Records:
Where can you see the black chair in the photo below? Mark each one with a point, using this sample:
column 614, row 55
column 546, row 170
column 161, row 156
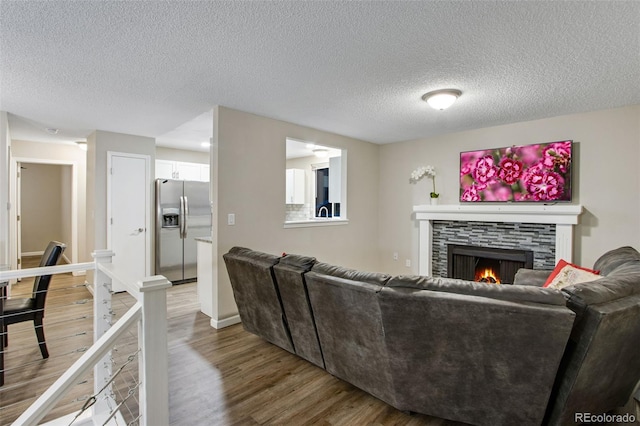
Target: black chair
column 32, row 309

Aim of the task: Locate each line in the data above that includes the word "column", and copy those lines in full.

Written solution:
column 614, row 55
column 546, row 170
column 161, row 156
column 32, row 309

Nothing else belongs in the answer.